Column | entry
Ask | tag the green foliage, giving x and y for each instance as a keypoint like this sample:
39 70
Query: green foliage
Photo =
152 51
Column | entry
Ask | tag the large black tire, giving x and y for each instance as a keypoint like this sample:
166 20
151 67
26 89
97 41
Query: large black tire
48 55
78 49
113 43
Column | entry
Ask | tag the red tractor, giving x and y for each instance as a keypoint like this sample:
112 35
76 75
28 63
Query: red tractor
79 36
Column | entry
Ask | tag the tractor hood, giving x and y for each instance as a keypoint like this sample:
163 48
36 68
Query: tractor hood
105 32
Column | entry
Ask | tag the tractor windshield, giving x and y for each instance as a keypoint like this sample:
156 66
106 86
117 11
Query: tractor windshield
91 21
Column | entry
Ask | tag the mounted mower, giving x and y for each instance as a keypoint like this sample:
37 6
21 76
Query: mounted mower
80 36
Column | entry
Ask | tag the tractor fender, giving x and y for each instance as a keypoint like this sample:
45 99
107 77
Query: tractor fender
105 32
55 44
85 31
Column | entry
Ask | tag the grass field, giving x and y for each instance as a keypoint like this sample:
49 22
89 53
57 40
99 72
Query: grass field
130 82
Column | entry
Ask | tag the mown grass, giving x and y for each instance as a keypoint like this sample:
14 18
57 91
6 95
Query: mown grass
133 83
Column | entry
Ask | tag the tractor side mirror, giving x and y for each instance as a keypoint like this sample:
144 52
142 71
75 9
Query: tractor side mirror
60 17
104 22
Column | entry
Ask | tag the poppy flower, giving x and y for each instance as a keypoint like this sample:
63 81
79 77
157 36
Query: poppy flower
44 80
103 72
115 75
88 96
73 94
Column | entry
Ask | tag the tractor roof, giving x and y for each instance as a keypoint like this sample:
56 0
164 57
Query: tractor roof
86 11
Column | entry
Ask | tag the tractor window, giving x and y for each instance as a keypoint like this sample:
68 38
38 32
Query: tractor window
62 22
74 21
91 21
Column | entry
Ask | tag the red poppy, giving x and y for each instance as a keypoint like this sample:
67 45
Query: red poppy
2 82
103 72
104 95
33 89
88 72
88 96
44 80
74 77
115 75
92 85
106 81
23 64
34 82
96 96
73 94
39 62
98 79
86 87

(PROBLEM TO WORK ON) What you give back should be exactly the lines from the one with "Query: tractor roof" through the final line of the listing, and no others.

(RESULT OF THE TASK)
Query: tractor roof
86 11
Column | entry
Ask | tag the tractor window, giving x and y for each instance as a keypoint like this sample:
68 38
38 32
Query: tractor window
62 22
74 21
91 21
Column | entry
Ask | tag the red poppy, giving x and y for each instance as a keypoint like this sample:
67 45
Query: red poppy
2 82
103 72
104 95
33 89
88 72
88 96
44 80
74 77
115 75
92 85
106 81
23 64
34 82
96 96
73 94
39 62
98 79
86 87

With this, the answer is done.